● Required work
Please transcribe the line with "Query: pedestrian" and the lines after it through the end of the listing below, keeping both ends and nothing more.

### Record set ###

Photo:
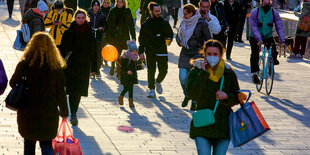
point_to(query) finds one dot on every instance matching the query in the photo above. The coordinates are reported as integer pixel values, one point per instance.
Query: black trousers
(129, 89)
(74, 101)
(231, 36)
(30, 147)
(10, 4)
(162, 64)
(255, 53)
(241, 22)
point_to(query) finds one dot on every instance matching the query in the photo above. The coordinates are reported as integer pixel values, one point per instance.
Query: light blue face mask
(213, 60)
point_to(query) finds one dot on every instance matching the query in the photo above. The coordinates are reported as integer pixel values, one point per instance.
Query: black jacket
(84, 53)
(97, 20)
(38, 121)
(203, 90)
(153, 33)
(120, 25)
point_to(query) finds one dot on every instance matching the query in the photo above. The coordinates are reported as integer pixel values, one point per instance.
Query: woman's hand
(220, 95)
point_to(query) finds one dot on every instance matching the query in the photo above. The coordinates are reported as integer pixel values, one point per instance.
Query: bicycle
(266, 69)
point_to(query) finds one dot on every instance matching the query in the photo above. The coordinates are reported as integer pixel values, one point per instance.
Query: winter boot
(120, 100)
(131, 105)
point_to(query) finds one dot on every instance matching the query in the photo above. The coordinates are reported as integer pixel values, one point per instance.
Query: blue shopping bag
(18, 43)
(246, 124)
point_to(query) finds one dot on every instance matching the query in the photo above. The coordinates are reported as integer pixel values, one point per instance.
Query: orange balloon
(109, 53)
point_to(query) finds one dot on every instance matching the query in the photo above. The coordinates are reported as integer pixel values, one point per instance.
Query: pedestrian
(232, 9)
(34, 17)
(71, 4)
(173, 7)
(133, 5)
(217, 9)
(261, 24)
(204, 86)
(99, 24)
(193, 32)
(46, 98)
(58, 20)
(84, 4)
(78, 40)
(213, 23)
(128, 72)
(301, 35)
(154, 33)
(245, 6)
(120, 25)
(105, 9)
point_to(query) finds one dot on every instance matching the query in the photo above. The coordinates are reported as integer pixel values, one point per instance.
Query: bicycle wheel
(260, 75)
(269, 75)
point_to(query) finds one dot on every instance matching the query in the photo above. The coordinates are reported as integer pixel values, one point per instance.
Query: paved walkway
(161, 125)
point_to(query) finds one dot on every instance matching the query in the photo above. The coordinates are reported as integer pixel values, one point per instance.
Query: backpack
(25, 32)
(305, 24)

###

● Task answer
Query: pedestrian
(232, 9)
(34, 17)
(71, 4)
(173, 7)
(133, 5)
(217, 9)
(261, 24)
(204, 86)
(99, 24)
(193, 32)
(46, 98)
(58, 20)
(84, 4)
(78, 40)
(213, 23)
(128, 72)
(301, 35)
(154, 33)
(245, 6)
(120, 25)
(105, 9)
point_to(query) finds one dot on every instance matching the query in the photo above. The coordinates are reported as integer pixel values, one point per instance.
Query: bicycle wheel
(260, 75)
(269, 75)
point_to(query) finds one dot on every instance matching the query in the photo above. The coordinates are reported as integer pixel values, one point per instance.
Query: paved walkway
(161, 125)
point_to(query) finds one dot on every instance matching the query in the photo above. The coordinates are reported as integer pixel values, one point per instance.
Query: backpack
(25, 32)
(305, 24)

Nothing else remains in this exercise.